(Region annotation entries)

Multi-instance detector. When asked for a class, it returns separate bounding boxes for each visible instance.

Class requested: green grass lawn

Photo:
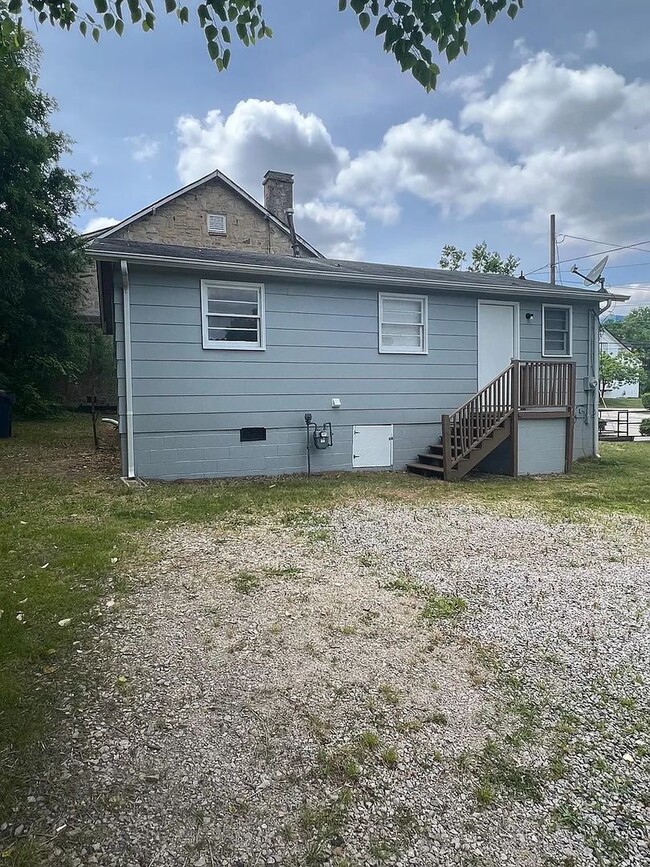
[0,414,650,822]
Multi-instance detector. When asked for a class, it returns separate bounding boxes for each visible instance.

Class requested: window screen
[542,304,571,357]
[379,294,427,354]
[202,280,264,349]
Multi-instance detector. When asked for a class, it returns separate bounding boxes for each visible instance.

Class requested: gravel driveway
[11,502,650,867]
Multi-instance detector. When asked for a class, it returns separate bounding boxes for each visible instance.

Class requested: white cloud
[512,36,534,60]
[334,115,516,220]
[296,199,365,259]
[605,284,650,314]
[461,52,650,150]
[125,133,160,163]
[81,217,120,235]
[176,99,348,200]
[171,56,650,256]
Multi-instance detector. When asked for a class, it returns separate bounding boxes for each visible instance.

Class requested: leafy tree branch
[0,0,524,90]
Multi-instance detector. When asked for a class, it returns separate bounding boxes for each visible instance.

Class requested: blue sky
[37,0,650,309]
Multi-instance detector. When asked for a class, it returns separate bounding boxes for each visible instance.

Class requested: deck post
[442,415,451,482]
[564,361,576,473]
[510,359,521,478]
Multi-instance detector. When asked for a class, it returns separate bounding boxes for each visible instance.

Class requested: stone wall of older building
[77,260,99,323]
[111,178,313,256]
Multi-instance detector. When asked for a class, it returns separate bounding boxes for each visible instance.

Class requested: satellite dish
[584,256,609,286]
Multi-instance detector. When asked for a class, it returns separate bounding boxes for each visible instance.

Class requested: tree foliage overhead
[0,40,87,415]
[439,241,520,277]
[0,0,524,90]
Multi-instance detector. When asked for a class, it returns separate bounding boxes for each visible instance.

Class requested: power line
[525,235,650,277]
[562,233,650,256]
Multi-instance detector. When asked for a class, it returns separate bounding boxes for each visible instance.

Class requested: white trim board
[476,298,521,390]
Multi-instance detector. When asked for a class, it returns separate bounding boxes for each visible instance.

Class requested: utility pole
[548,214,555,286]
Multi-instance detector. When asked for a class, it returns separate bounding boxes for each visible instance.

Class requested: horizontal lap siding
[115,266,588,478]
[126,268,476,429]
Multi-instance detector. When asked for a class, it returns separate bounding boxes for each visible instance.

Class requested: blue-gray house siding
[115,264,595,479]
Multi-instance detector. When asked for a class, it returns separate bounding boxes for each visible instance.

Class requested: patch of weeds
[306,530,332,542]
[381,747,399,768]
[551,804,582,831]
[0,839,45,867]
[317,746,361,783]
[379,683,400,704]
[298,785,354,865]
[264,566,305,578]
[280,509,330,528]
[303,839,329,867]
[474,780,496,807]
[420,593,467,623]
[393,804,420,837]
[334,623,357,635]
[383,575,425,596]
[359,729,379,750]
[230,572,262,595]
[423,710,449,726]
[395,719,424,734]
[368,840,398,864]
[228,798,251,816]
[476,738,547,802]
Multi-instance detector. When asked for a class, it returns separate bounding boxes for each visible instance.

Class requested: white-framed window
[201,280,266,349]
[379,292,428,355]
[542,304,573,358]
[207,214,226,235]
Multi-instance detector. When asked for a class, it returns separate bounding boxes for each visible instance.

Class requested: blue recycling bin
[0,391,16,439]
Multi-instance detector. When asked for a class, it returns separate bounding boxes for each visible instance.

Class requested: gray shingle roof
[87,238,624,300]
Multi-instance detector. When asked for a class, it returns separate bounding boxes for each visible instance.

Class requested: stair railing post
[442,415,451,482]
[510,359,521,476]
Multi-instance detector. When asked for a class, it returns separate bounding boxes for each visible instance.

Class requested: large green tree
[0,39,87,415]
[439,241,520,277]
[605,307,650,391]
[0,0,524,90]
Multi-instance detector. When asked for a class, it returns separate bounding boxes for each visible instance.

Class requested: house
[598,328,639,400]
[79,171,321,323]
[83,233,620,480]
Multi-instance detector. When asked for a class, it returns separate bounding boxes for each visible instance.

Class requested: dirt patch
[6,503,648,867]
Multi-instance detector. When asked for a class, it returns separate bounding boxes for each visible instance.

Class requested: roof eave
[87,247,628,302]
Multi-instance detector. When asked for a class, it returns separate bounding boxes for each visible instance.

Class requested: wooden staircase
[406,418,512,480]
[406,361,575,481]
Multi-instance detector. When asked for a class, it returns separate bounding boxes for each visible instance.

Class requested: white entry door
[478,301,519,389]
[352,424,393,468]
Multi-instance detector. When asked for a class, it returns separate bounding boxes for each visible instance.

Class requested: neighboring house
[83,233,620,479]
[79,171,321,322]
[598,328,639,400]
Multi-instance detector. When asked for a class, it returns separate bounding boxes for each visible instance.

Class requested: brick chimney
[262,171,293,225]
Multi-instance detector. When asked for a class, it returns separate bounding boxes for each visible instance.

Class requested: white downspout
[593,299,613,458]
[120,259,135,479]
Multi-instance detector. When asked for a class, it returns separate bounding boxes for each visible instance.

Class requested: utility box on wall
[352,424,393,469]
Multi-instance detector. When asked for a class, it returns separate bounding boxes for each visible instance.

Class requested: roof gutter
[120,259,135,479]
[87,247,629,302]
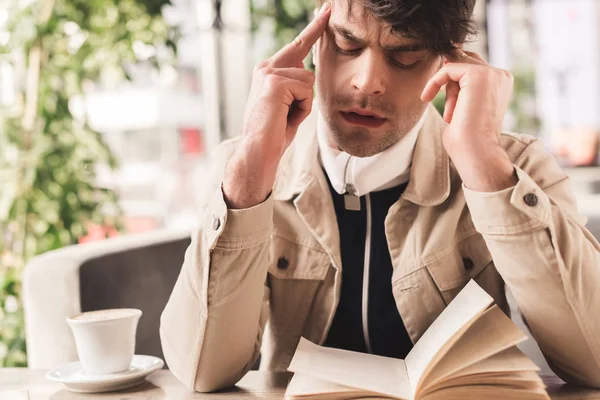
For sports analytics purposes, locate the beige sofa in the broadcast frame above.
[23,231,190,369]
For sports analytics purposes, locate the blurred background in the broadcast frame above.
[0,0,600,366]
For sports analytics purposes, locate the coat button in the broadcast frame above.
[523,193,538,207]
[277,257,290,269]
[213,216,221,231]
[463,258,474,271]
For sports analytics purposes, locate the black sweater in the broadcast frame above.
[324,176,412,358]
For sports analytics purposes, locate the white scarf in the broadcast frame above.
[317,109,427,196]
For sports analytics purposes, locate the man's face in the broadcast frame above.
[315,0,441,157]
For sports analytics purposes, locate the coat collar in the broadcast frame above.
[273,105,450,206]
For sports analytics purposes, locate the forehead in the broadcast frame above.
[329,0,414,43]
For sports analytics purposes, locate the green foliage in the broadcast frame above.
[250,0,316,65]
[0,0,176,367]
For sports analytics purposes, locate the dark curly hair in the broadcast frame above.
[317,0,477,54]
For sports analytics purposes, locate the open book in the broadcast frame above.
[285,281,549,400]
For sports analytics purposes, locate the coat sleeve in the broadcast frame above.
[160,143,273,392]
[463,140,600,388]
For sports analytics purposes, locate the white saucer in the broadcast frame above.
[46,355,165,393]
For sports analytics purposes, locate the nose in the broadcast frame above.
[352,51,385,96]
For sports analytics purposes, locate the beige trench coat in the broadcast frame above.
[160,106,600,391]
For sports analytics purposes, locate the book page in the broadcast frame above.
[285,373,366,399]
[406,280,494,394]
[288,338,411,399]
[421,305,527,388]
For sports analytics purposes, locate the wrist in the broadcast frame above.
[223,147,277,210]
[453,145,518,192]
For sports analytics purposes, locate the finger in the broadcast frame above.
[286,78,314,128]
[444,48,487,65]
[464,50,488,65]
[271,68,315,86]
[444,82,460,123]
[271,3,331,67]
[421,63,472,103]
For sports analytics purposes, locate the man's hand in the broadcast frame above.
[421,49,517,192]
[223,3,331,209]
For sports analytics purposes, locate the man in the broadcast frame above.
[161,0,600,391]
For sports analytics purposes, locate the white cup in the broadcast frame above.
[67,308,142,375]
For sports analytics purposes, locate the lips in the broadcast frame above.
[341,109,387,128]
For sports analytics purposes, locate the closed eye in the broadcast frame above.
[333,40,362,56]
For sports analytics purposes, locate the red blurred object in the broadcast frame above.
[178,127,204,154]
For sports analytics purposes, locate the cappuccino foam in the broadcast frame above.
[71,308,139,321]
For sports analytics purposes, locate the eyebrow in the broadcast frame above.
[331,24,425,53]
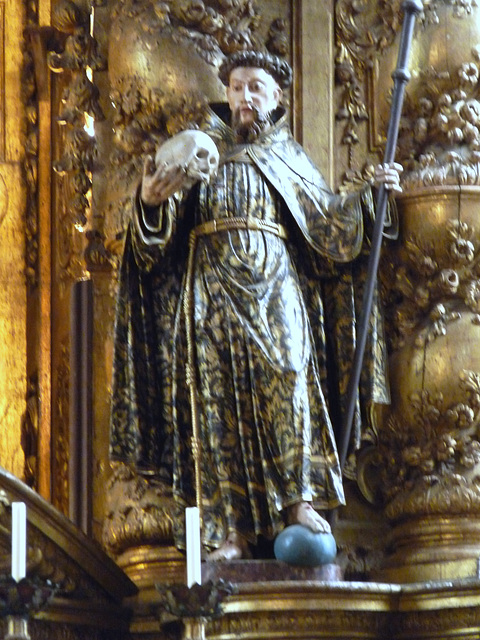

Task details - Reproduce the items word for word, from the beginning through the line containing "[0,414,650,822]", including that line. Omit the pictures.

Solution -
Multi-instance detector. When asked for a class, it returns separate bounding boxes for each visible instance.

Class requested: green grass lawn

Photo:
[0,414,650,822]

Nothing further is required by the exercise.